***** Text segment

When a married couple separates, the marriage is typically regarded as ended and the couple is expected to lead separate lives. However, there are certain rights and responsibilities that both member of the relationship need to maintain during and after separation. Australian family law has specific guidelines for the separation process, and the responsibilities of each spouse are clearly outlined.
In legal terms, separation refers to the departure of one or both persons in the relationship with the intent of ending the relationship/marriage. When a couple separates, they are expected not to continue living in the same space or engage in the same social activities. However, most couples still need to deal with the following family law issues.
Child custody and access
Custody under family law generally refers to the responsibility of caring and controlling the child. In a typical marriage, custody is maintained by both parents. When separation occurs, the parents need to agree who will maintain custody of the children.
The agreement can involve shared responsibility, or one parent having custody and the other accessing the child as necessary. The agreement can also be made binding by the signing of a consent order by both parents. A family lawyer can help parents negotiate a custody agreement that will make a lengthy court proceeding unnecessary.
If the parents fail to agree on custody and access, the case can go to trial for a judge to determine how custody will be arranged based on the specific circumstances.
For any underage children, both parents are required to provide adequate financial support. The parent who maintains custody over the child will typically receive child support payments from the other parent, based on their income. Child support is calculated according to income and the number of children that need support.
In most cases, the parents can agree on acceptable child payment amounts that can be double-checked by relevant authorities. If the couple cannot agree on an amount, the court will intervene and decide what amounts are reasonable. Under family law, child support payments are determined by daycare and medical costs, school expenses, social activities, etc.
Spouse support (or alimony) refers to financial payments that are made from one spouse to another after separation. There are certain circumstances that are considered under family law before alimony is determined.
Some of these factors include the length of the relationship, age of partners, employment history, income levels, education, etc. In addition, if one spouse was financially dependent on the other, this will also be considered in alimony determination.

**********
***** Given material

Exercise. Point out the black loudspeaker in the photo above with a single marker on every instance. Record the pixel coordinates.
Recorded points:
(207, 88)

**********

# Exercise objective:
Reproduce word for word the portion of the text on separation under Australian family law between "For any underage" and "social activities, etc.", inclusive.

# Reply:
For any underage children, both parents are required to provide adequate financial support. The parent who maintains custody over the child will typically receive child support payments from the other parent, based on their income. Child support is calculated according to income and the number of children that need support.
In most cases, the parents can agree on acceptable child payment amounts that can be double-checked by relevant authorities. If the couple cannot agree on an amount, the court will intervene and decide what amounts are reasonable. Under family law, child support payments are determined by daycare and medical costs, school expenses, social activities, etc.